**What to produce**
Rescale the data below by writing out every line again, wording included, with each polygon coordinate multiplied by 1.45 and rounded to a whole number, halves rounding up. Leave the pictures out.

**Data for this task**
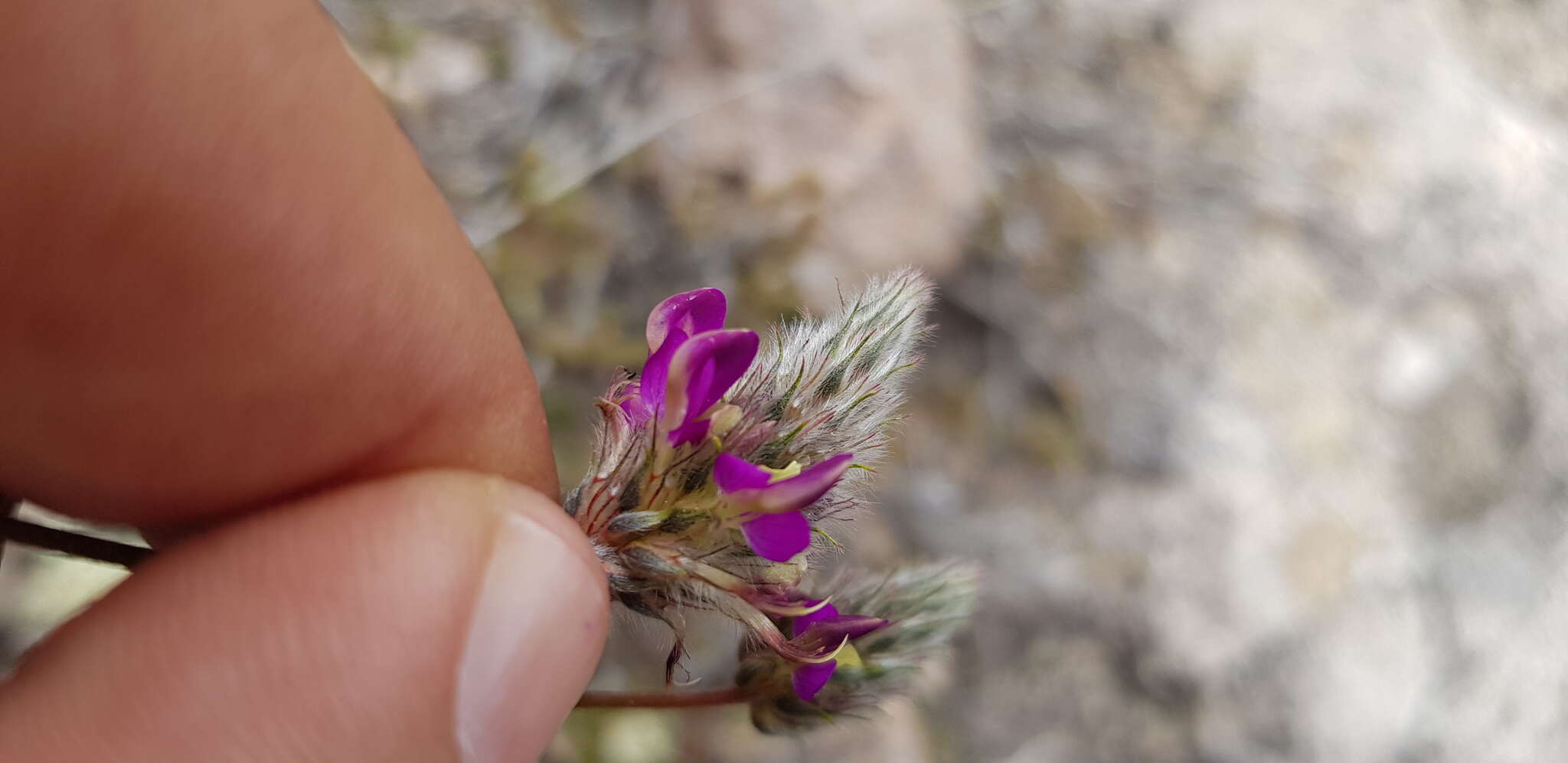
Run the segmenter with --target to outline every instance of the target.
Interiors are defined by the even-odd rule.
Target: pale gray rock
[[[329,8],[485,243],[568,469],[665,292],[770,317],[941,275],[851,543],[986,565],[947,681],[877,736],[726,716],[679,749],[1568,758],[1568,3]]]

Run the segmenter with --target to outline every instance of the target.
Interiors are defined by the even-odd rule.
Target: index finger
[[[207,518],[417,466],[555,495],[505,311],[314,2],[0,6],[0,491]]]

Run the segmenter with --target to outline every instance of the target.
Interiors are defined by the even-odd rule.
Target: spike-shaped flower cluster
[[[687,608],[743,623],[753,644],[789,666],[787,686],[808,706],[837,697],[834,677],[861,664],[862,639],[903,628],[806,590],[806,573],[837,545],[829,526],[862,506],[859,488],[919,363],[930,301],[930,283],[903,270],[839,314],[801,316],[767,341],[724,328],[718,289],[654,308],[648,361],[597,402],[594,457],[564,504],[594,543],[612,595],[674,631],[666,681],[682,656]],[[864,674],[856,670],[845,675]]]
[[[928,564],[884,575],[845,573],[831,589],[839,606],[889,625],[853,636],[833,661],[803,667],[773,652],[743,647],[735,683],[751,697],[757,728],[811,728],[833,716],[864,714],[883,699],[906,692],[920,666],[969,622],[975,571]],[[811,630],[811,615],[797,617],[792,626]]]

**Expected output**
Run the segmenter with --target to outline every instance of the target.
Interiors are defined by the even-odd rule.
Target: pale gray rock
[[[477,12],[703,352],[824,680],[964,423],[1117,460],[1364,399],[1234,787],[1430,819],[1373,987],[1272,1067],[1053,1038],[985,1086],[2274,1099],[2274,4]]]

Run the segmenter with --target to outline every instance of the target.
Interiors are defined by the even-odd rule.
Target: index finger
[[[300,751],[605,676],[805,718],[732,451],[455,3],[0,9],[0,712]]]

Run the segmenter with --target to outline every instance of the target.
Interiors are defined by the even-odd rule.
Target: spike-shaped flower cluster
[[[996,882],[1077,903],[1092,934],[1144,966],[1141,995],[1172,1024],[1214,1011],[1209,982],[1248,963],[1250,927],[1309,911],[1169,856],[1169,831],[1214,790],[1202,763],[1250,734],[1246,708],[1333,526],[1349,436],[1349,410],[1309,392],[1217,455],[1161,458],[1112,494],[1050,476],[1041,419],[948,447],[940,523],[866,583],[861,663],[818,731],[861,787],[887,863],[977,915],[966,987],[989,951]],[[1253,977],[1241,972],[1225,979]]]
[[[1346,818],[1282,834],[1225,831],[1205,854],[1217,879],[1289,906],[1237,922],[1208,958],[1164,967],[1121,945],[1077,938],[1066,990],[1089,1011],[1098,1056],[1176,1056],[1208,1038],[1253,1035],[1280,1014],[1314,1003],[1334,966],[1405,902],[1414,828]],[[1176,914],[1176,892],[1156,895],[1148,908]]]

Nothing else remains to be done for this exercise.